TAMPA — When USF officials discuss the on-campus football stadium they want to build near the Bulls’ practice fields, one word keeps coming up: transformational.
Transformational for the football team, which will have a true home for the first time in its 26-year history. For the athletic department, which will benefit from the rise of its most visible program. And for the entire university, which will be buzzing with students and visitors a half-dozen times each fall.
“I have no doubt in my mind,” coach Jeff Scott said, “there’s not another structure that you could build on this campus that will have the transformational effect that an on-campus stadium will.”
That transformation, if it happens, remains at least four years away. The Bulls haven’t finalized a budget (more than $200 million) or capacity (likely between 35,000-40,000), let alone started design or construction.
We can, however, catch glimpses of what its effects might look like.
Since UCF left the Citrus Bowl for the Bounce House in 2007, seven Division I-A schools have made the kind of move USF is pursuing: Akron, Minnesota, Florida Atlantic, Tulane, Baylor, Colorado State and South Alabama collectively spent more than $1 billion to replace off-site venues with new, on-campus stadiums.

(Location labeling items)
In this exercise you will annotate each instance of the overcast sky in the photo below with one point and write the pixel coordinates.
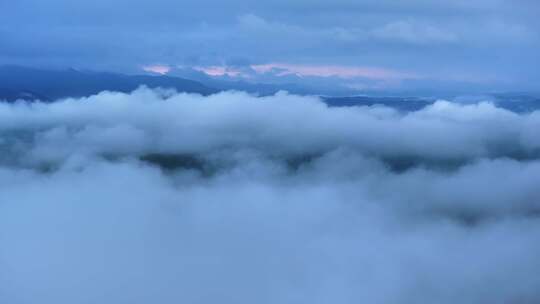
(365, 44)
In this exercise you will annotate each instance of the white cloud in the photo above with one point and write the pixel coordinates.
(161, 197)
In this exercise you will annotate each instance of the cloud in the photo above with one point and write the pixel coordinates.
(411, 32)
(162, 197)
(157, 68)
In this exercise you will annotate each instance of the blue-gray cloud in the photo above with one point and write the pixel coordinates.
(483, 42)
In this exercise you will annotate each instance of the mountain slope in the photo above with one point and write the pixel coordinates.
(30, 84)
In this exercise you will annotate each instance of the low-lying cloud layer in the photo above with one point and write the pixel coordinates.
(159, 197)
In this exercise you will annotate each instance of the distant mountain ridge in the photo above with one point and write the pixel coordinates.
(47, 85)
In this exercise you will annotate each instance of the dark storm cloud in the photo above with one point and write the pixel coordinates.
(476, 42)
(162, 197)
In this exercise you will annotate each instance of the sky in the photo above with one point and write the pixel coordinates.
(386, 44)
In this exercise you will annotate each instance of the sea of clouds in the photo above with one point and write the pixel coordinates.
(161, 197)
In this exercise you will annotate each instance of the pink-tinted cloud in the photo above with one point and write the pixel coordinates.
(157, 68)
(346, 72)
(219, 71)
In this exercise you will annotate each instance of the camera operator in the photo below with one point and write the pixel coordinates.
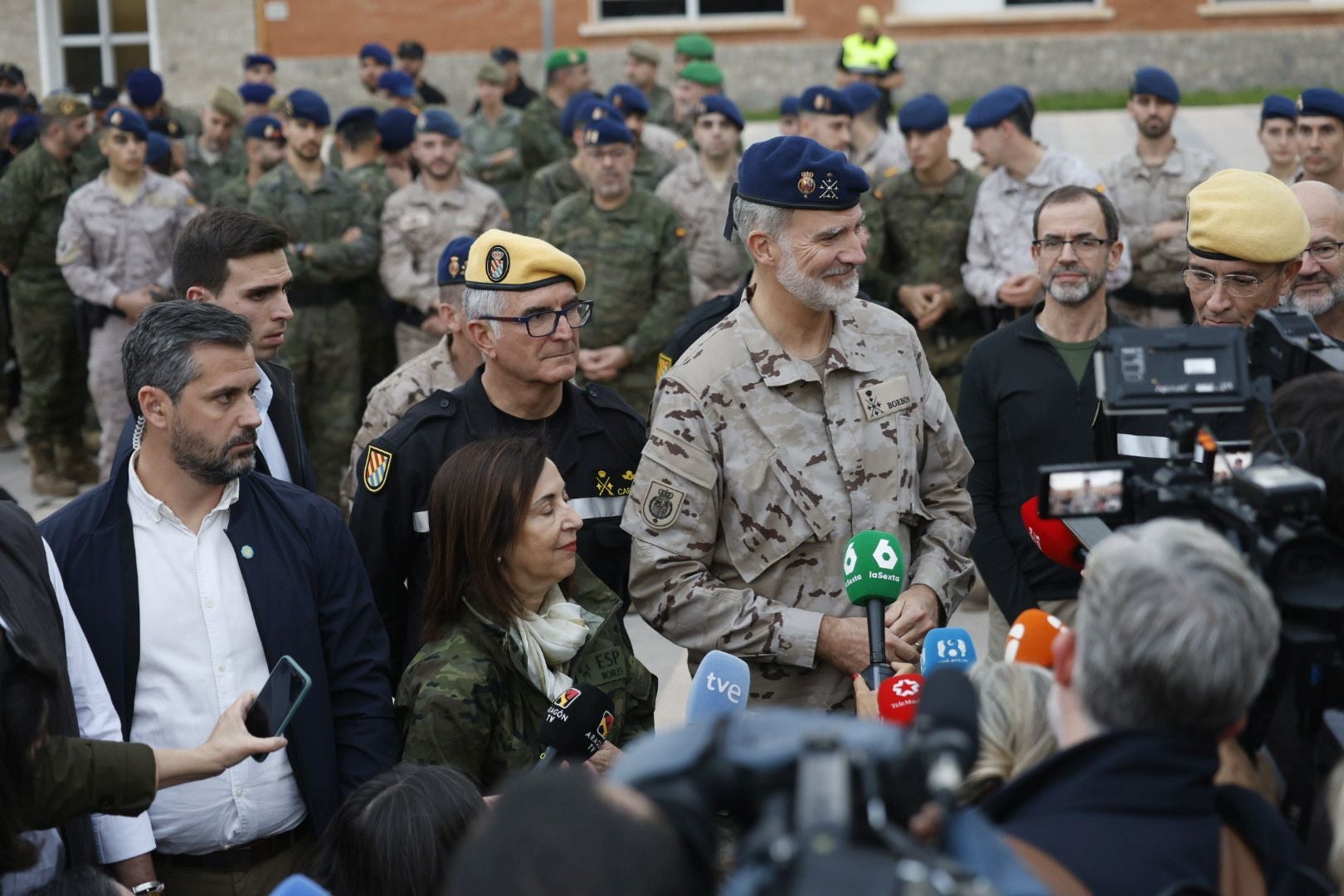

WORK INSTRUCTIONS:
(A) In one to three sentences, explain why the USF stadium article says the transformation remains at least four years away.
(B) Proceed with the USF stadium article, picking up after its last sentence.
None of the items are needed here.

RESULTS IN ORDER:
(A) The Bulls have not yet finalized a budget or a capacity for the stadium. They also have not started its design or construction.

(B)
Their goals echoed what administrators are outlining now between Fletcher and Fowler. A stronger football program. A clearer identity. Increased engagement. More alumni involvement. And an impact that transcends athletics.
The success differs by category and school. But talk to coaches, administrators, fans and former players of those programs, and you’ll hear a shared belief that a massive athletic investment can have the transformational effect USF envisions.
“It’s a statement,” South Alabama athletic director Joel Erdmann said, “and it’s shifting who we are.”
“Certainly, it will have an impact on our football program and what we’re building here, what Coach Scott is building here…” — board of trustees chair Will Weatherford
South Florida and South Alabama have a lot more in common than a shared direction.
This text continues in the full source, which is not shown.